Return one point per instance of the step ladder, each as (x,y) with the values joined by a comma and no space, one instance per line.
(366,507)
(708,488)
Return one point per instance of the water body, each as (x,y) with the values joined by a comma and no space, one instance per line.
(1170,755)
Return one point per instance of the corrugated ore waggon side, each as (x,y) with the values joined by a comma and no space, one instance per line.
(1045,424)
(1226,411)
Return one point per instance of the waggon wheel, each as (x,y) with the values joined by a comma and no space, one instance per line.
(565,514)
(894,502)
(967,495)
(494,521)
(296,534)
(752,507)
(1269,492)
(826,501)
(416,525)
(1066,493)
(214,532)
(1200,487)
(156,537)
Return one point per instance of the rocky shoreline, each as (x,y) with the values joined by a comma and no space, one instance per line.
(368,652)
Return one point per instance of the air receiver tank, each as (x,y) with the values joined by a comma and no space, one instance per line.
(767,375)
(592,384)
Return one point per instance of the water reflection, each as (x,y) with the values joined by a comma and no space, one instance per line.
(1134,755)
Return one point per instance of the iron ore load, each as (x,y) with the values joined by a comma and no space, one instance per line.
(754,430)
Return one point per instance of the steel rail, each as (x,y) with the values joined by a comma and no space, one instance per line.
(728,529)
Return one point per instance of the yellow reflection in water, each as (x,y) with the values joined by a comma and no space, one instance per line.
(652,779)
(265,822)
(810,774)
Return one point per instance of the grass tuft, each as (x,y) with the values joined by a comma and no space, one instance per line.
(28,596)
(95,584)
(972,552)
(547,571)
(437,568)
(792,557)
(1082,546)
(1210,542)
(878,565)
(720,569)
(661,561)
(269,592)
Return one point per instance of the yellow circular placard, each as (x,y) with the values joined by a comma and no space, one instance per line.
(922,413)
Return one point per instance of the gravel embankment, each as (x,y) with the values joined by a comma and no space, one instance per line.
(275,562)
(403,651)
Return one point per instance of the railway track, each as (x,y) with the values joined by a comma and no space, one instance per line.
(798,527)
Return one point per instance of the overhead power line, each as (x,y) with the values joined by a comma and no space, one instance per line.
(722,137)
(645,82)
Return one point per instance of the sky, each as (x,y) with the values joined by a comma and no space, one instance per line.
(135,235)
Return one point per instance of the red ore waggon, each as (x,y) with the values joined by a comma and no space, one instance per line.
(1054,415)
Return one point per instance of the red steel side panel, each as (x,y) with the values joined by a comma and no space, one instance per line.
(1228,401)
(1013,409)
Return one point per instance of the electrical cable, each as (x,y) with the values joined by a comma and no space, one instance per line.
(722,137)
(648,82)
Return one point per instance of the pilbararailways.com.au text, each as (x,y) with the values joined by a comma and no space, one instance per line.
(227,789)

**Problem description**. Retype all the material exactly, missing nothing.

**Reply to the exercise**.
Return one point per instance of the step ladder, each as (x,y) with the values joined by a comma and no space, one instance per line.
(366,507)
(708,488)
Return one point per instance of the water body, each as (x,y) with the values joined by a comma and no space, one instance per line.
(1170,755)
Return one point per instance of the corrugated ore waggon side, each as (x,y) with the values joined by a comma and no space, one instance per line.
(1045,424)
(1226,411)
Return one point per instance of the waggon wheel, each as (x,y) with the values joined by a comma and no space, one instance per line.
(565,514)
(894,502)
(967,495)
(494,521)
(296,534)
(752,507)
(1269,492)
(826,501)
(416,525)
(1066,493)
(214,532)
(1200,487)
(156,537)
Return one point per instance of the rocky shoreline, each as (x,y) with the values joined by a comma and no space, one instance per line.
(368,652)
Return one point per instance of the air receiver tank, each as (x,y) with the values joined by a comma and no space, one instance per line.
(767,375)
(592,384)
Return one point per instance of the water reflection, each as (x,y) with the values joined by a comma and no space, one instance per line.
(1134,755)
Return one point per instance of the iron ore load, each as (x,y) with the values joined by a comma and no space, one instance per line.
(754,430)
Return one point per instance of the steel rail, each as (x,y) with the values joined by a comma and no space, one instance per line.
(728,529)
Return one point per instance of the yellow reflection in water, each as (x,y) with the values joined by a comma and no space, one instance per line.
(652,779)
(265,822)
(810,774)
Return one point per instance of the grass tuft, each as (x,y) with the values joined by a comma and no space, one instance per line.
(28,596)
(95,584)
(972,552)
(547,571)
(437,568)
(792,557)
(1082,546)
(1210,542)
(878,565)
(720,569)
(661,561)
(269,592)
Return one point per instance of the yellow circular placard, each as (x,y) with the values joined by a comma and no space, one instance per line.
(922,413)
Return one point per instance of the gravel embankment, each as (x,y) with the values joined by a comma and no space, one instance per line.
(275,562)
(403,651)
Return one point per instance of the railway track, each as (x,y) with the values joined by a comma and no space, one instance per line.
(798,527)
Return one point per instance of the overhead power line, each as (x,y) with the values joined by a comma and no space, one instance per line.
(722,137)
(645,82)
Return one point per instance of the sky, each as (x,y) with the values joined by a comma and no space, one instance per line.
(135,235)
Return one point per instance of the red ore waggon, each as (x,y) with the values joined by a comma and no space, one instance per line.
(1054,415)
Return one point per instance of the red steel side panel, each as (x,y) with the values joined by a comma and no space, one instance per line.
(1228,401)
(1013,409)
Return one point per instance of the electrical cable, each as (x,y) with the values joined by a comma and no space, one instance per line.
(722,137)
(648,82)
Return one point per instance of the pilbararailways.com.au text, each as (x,y) with the values joined by a comma and no space, one instance per line.
(227,789)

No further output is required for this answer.